* QUESTIONS *
• 1. Translate this sentence from the episode recap into Spanish: "Some very well-behaved, very bored thirteen-year-olds sit at the tables."
• 2. Answer these questions using the episode recap:
(a) Who created the Dragonfly inn's website?
(b) According to the recap, what are the magic words for a 13-year-old girl?
(c) How is Honor related to Logan?

* PASSAGE FOR REVIEW *

Hard at work at the Dragonfly, Michel admires the inn’s website, which he created. It provides an audio-visual tour of the inn with his face as the site map. Michel strikes me as the kind of guy who says a daily affirmation, so this doesn’t surprise me. Lorelai gets a call from Lorelai, letting her know how Logan’s doing. Lorelai’s concerned and supportive, but Rory gets called away once Logan wakes up. She’s very relieved to see him alert and quipping.

Snooze fest at Luke’s. Some very well-behaved, very bored thirteen-year-olds sit at the tables. They’re scared even to go to the bathroom, since it’s in the ‘restricted area’. Once he lets one girl go, they all make a line. Things are not looking good, fun-wise. He frantically calls Lorelai, who happily agrees to come liven things up. After Rory’s awesome 16th birthday party, I have no doubt she’ll be able to throw another winner.  She does. Did you know the magic words aren’t “please” and “abracadabra”? Turns out they’re “free” and “makeovers” – at least if you’re a 13 year old girl.

That same night, Rory’s on the phone with Honor, Logan’s sister, who reports that she and her mom will be at the hospital the following day to see Logan. Mitchum “Stick Up My Ass” Huntzberger, who doesn’t approve of the Life and Death Brigade, is at home but won’t be coming. Rory takes it upon herself to phone him up and chew him out royally. She is forceful and articulate, and I believe the words “incredibly selfish, narcissistic ass” were used. It is ten kinds of awesome. Rory, you too have come a long way.

* Stored data entries *

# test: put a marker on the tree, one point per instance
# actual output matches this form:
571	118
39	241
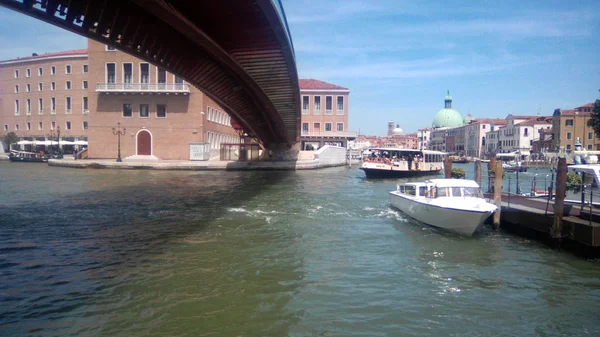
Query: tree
10	138
594	121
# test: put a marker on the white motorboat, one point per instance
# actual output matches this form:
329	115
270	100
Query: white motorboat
456	205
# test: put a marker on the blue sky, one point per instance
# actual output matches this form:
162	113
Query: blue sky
398	57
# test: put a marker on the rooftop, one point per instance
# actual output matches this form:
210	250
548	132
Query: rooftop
75	52
312	84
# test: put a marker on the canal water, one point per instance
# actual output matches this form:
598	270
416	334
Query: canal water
310	253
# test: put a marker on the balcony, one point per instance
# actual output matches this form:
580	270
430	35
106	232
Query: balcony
158	88
331	134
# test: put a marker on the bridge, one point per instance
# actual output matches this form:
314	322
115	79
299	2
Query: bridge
239	53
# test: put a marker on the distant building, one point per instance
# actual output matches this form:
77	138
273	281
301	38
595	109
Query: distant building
324	114
570	125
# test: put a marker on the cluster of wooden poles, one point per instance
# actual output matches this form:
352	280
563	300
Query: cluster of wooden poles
496	172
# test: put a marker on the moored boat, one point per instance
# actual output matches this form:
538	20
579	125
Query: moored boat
456	205
401	163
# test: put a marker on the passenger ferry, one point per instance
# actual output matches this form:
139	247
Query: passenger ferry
400	163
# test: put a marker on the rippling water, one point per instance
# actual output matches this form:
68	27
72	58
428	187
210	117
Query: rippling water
315	253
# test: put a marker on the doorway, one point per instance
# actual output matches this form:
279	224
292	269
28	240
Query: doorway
144	143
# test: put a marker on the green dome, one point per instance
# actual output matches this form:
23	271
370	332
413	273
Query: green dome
447	118
468	119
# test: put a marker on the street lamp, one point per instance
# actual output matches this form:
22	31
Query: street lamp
118	132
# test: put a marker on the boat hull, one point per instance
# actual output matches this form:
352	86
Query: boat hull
463	222
388	174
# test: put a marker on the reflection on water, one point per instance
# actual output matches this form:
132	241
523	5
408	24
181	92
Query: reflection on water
104	252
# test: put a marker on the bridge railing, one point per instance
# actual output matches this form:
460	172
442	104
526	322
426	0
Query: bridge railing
143	87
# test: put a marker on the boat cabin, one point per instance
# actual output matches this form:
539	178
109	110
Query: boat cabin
438	188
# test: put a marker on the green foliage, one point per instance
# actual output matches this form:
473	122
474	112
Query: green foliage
10	138
458	173
573	182
594	121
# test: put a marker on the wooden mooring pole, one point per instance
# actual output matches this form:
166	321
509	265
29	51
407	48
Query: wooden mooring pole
559	199
448	167
478	172
498	173
491	167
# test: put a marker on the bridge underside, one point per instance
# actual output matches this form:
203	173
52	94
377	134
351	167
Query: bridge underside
239	53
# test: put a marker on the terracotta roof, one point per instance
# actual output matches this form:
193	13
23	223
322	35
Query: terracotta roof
495	121
535	121
312	84
60	53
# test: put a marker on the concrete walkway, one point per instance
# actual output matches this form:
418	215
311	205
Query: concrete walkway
192	165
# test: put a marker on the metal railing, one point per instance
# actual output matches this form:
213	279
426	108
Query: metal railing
143	87
329	133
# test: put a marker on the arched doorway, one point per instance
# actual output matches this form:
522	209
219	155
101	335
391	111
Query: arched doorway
144	143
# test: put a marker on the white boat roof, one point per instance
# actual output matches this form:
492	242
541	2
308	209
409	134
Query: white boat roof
405	150
453	183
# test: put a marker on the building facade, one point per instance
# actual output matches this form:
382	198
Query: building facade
83	94
571	125
324	115
43	95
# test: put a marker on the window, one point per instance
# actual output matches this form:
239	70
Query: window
305	105
85	106
328	104
144	73
111	73
317	107
161	77
68	105
127	74
127	111
161	111
144	111
340	109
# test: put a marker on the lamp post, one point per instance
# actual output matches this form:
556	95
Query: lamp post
118	132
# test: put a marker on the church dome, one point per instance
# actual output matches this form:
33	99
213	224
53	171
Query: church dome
468	119
447	117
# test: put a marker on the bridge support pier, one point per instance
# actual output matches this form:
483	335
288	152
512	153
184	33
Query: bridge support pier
281	152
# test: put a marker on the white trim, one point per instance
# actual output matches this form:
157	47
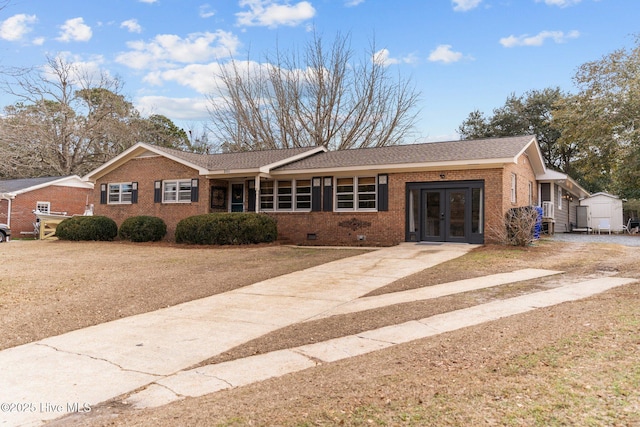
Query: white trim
356	194
177	191
120	193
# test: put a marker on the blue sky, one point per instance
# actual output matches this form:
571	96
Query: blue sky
462	55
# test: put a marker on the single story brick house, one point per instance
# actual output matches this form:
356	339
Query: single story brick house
68	195
456	191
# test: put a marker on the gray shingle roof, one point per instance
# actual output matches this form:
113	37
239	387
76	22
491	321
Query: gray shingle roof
235	161
12	185
433	152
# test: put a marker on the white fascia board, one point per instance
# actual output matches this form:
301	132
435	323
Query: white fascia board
402	167
532	150
268	168
131	153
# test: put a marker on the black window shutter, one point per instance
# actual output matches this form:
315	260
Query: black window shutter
316	194
195	190
383	192
134	192
327	204
103	194
251	203
157	192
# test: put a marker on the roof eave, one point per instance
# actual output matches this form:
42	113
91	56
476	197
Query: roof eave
400	167
47	184
133	152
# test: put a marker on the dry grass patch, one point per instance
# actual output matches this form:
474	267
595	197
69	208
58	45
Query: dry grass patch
51	287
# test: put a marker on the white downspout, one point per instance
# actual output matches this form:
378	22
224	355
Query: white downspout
8	199
256	184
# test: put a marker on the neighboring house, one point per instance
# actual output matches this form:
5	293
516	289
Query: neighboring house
605	207
454	191
560	197
19	198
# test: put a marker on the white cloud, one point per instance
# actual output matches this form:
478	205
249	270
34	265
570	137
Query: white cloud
383	57
199	77
166	50
75	30
131	25
16	27
205	11
464	5
559	3
538	39
269	13
177	108
443	53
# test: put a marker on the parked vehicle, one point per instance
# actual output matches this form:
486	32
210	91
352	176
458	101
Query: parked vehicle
5	232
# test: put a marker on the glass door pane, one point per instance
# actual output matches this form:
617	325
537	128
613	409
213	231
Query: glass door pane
456	213
433	214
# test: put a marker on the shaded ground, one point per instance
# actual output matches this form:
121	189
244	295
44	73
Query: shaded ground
573	364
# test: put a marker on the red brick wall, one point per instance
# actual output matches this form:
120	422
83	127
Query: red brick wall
62	199
145	171
329	228
388	228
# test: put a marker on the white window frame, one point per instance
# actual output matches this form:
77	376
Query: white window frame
43	207
302	198
120	193
357	195
182	191
276	196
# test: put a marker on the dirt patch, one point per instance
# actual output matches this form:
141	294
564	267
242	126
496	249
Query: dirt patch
571	364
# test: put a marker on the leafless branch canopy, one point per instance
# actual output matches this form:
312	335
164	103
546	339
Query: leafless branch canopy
319	97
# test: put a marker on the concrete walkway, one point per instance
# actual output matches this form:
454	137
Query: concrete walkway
151	352
46	379
240	372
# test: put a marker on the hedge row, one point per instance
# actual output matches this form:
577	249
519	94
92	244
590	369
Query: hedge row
208	229
227	229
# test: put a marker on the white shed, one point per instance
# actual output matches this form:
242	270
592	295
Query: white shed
604	206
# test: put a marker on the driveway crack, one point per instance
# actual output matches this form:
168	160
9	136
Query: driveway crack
98	359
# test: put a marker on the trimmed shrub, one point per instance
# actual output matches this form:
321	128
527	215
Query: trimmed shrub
227	229
142	229
520	224
87	228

* RESULTS OF THE EXERCISE *
• 1. Algunos chicos de trece años, muy bien portados y muy aburridos, están sentados a las mesas.

• 2.
(a) Michel
(b) "Free" and "makeovers"
(c) She is his sister.